## START RECORDS FOR PROCESSING

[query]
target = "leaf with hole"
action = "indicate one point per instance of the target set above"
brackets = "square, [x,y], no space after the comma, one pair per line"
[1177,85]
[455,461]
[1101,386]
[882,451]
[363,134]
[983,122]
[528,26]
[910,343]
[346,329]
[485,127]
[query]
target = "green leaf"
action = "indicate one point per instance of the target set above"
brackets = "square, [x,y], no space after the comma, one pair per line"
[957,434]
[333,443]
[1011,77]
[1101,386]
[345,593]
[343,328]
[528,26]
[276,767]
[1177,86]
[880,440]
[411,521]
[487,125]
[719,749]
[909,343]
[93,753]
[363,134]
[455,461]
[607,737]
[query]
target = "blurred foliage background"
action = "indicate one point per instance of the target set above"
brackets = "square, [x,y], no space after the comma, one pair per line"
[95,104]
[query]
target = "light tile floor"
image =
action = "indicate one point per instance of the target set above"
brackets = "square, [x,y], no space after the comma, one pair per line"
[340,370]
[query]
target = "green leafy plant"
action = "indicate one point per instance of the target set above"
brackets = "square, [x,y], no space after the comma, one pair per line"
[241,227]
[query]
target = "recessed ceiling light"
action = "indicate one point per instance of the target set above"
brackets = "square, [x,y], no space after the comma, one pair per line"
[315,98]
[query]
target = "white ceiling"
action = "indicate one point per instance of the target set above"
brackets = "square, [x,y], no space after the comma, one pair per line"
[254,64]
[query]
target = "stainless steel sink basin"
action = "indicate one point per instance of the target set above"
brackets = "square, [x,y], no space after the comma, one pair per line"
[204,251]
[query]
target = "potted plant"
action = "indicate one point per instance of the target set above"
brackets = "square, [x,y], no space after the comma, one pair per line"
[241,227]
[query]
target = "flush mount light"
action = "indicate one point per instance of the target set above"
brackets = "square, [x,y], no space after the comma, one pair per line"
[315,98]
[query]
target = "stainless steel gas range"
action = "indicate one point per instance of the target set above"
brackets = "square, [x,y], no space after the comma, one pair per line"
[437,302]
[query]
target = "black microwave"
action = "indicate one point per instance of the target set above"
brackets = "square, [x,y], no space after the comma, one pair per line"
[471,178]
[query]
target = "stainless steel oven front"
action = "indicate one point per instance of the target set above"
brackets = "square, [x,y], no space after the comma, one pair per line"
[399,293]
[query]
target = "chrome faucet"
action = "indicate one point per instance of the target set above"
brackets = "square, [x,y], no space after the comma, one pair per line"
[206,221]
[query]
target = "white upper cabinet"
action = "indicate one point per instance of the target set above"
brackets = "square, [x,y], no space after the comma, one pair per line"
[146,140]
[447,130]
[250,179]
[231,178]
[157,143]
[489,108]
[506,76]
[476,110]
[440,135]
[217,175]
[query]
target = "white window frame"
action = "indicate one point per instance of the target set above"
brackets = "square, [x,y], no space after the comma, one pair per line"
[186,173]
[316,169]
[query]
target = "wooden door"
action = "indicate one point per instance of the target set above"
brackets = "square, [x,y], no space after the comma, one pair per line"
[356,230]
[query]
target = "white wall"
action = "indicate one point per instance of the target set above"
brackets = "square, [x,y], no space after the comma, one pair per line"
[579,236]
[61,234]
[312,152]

## END RECORDS FOR PROCESSING

Go through the records above and pull out every line that includes the word "steel". List those lines unchanged.

EXERCISE ANSWER -
target = "stainless steel sink basin"
target = "stainless steel gas range"
target = "stainless steel oven front"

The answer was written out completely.